_Source extract_:
Computational complexity of the landscape II—Cosmological considerations
- Department of Physics, Columbia University, 538 West 120th Street, New York, NY 10027 (United States)
We propose a new approach for multiverse analysis based on computational complexity, which leads to a new family of “computational” measure factors. By defining a cosmology as a space–time containing a vacuum with specified properties (for example small cosmological constant) together with rules for how time evolution will produce the vacuum, we can associate global time in a multiverse with clock time on a supercomputer which simulates it. We argue for a principle of “limited computational complexity” governing early universe dynamics as simulated by this supercomputer, which translates to a global measure for regulating the infinities of eternal inflation. The rules for time evolution can be thought of as a search algorithm, whose details should be constrained by a stronger principle of “minimal computational complexity”. Unlike previously studied global measures, ours avoids standard equilibrium considerations and the well-known problems of Boltzmann Brains and the youngness paradox. We also give various definitions of the computational complexity of a cosmology, and argue that there are only a few natural complexity classes.

_Information supplied_:
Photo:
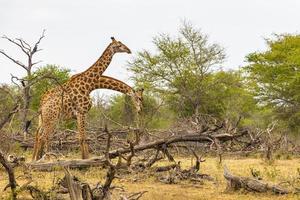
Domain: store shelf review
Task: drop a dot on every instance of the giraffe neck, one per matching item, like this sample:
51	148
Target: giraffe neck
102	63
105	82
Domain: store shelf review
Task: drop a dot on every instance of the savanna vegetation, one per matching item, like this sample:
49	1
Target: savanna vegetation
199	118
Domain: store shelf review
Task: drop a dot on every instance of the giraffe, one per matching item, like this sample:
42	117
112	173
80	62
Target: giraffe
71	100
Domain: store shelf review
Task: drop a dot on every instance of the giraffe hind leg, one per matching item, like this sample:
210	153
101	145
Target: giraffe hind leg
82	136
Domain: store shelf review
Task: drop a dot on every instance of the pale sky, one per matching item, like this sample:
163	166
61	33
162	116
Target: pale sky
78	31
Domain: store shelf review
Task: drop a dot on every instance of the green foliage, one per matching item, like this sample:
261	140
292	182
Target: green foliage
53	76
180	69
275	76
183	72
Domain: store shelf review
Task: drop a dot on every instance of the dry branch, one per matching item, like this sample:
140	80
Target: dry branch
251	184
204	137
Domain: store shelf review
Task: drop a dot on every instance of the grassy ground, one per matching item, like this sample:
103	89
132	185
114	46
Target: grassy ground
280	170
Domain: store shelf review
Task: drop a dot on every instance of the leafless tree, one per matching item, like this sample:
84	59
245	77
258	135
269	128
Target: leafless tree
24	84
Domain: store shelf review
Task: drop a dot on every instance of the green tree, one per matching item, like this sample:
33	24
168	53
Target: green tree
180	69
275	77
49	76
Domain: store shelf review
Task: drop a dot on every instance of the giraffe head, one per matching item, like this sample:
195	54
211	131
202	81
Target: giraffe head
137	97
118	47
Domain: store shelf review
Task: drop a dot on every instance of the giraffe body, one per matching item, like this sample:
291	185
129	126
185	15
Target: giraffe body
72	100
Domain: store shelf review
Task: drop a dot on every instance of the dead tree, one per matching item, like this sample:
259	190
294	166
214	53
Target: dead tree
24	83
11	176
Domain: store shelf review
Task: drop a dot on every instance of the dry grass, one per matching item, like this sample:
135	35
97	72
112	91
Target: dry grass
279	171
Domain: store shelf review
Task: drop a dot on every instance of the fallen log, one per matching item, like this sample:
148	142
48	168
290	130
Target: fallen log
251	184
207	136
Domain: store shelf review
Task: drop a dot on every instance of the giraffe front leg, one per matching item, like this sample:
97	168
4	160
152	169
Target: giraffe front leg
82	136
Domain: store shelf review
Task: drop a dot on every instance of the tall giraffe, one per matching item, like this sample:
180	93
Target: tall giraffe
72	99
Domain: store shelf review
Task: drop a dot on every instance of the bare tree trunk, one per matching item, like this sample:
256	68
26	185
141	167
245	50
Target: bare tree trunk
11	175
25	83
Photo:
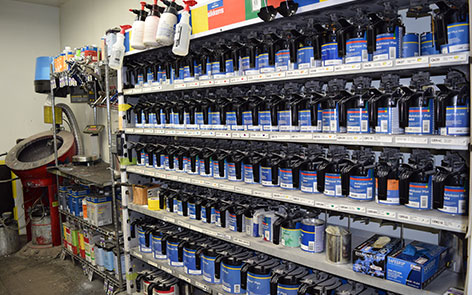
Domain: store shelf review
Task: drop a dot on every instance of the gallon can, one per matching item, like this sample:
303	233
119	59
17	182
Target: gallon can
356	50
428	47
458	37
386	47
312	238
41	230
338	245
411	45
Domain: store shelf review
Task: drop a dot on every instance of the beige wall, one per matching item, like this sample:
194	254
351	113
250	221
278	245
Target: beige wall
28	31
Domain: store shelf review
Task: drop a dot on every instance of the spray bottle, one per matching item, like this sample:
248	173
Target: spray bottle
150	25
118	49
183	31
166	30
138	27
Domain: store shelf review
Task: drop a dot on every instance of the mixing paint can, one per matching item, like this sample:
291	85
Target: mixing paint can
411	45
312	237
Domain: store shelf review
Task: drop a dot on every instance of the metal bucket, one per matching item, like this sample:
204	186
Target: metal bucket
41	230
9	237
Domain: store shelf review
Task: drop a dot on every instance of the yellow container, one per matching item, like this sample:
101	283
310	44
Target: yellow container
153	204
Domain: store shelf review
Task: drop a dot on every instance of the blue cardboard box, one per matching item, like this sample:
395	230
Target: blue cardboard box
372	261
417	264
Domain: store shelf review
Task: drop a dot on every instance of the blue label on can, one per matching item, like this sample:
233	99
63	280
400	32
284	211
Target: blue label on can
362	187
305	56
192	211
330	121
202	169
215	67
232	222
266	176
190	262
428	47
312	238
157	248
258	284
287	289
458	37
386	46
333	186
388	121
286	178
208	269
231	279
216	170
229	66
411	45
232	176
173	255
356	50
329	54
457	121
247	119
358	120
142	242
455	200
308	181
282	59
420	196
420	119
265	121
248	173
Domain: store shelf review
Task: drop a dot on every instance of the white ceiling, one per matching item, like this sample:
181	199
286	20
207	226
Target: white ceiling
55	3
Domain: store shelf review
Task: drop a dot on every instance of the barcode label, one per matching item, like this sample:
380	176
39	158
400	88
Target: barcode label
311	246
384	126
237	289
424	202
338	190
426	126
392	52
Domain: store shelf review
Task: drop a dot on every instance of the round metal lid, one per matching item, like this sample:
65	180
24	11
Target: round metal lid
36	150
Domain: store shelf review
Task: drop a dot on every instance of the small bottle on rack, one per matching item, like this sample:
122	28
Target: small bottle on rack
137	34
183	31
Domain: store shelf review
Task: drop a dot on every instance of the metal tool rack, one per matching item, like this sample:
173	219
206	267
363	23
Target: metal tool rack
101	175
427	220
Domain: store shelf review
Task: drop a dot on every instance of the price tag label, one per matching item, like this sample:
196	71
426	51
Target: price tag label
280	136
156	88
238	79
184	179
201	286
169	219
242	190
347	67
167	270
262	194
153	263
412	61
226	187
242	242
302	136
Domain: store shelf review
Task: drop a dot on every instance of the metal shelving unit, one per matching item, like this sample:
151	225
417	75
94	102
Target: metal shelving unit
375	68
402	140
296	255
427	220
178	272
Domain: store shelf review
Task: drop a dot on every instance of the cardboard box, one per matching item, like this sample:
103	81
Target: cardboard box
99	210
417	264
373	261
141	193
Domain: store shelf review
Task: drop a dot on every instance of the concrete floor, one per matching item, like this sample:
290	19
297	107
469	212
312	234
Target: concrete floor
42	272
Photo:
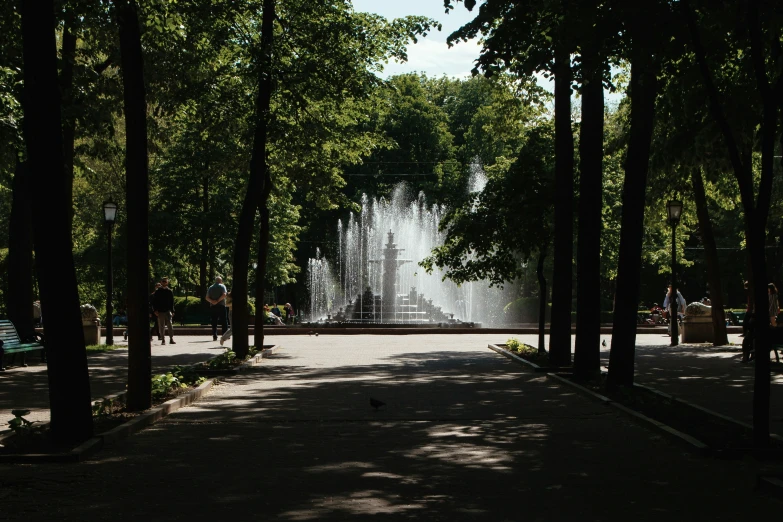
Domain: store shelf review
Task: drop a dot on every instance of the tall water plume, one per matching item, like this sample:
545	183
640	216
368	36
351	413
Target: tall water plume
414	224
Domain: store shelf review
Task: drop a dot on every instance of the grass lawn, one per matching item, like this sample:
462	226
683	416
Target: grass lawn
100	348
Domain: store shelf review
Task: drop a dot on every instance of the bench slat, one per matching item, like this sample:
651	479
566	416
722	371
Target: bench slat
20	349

_Stated exercise_:
Answer these questions from the abstract on the computational complexity of the landscape:
1. What example of a specified vacuum property does it give?
2. With what is global time in a multiverse associated?
3. Which two problems does the proposed measure avoid?

_Exercise solution_:
1. The example given is a small cosmological constant.
2. Global time in a multiverse is associated with clock time on a supercomputer which simulates it.
3. The measure avoids the problems of Boltzmann Brains and the youngness paradox.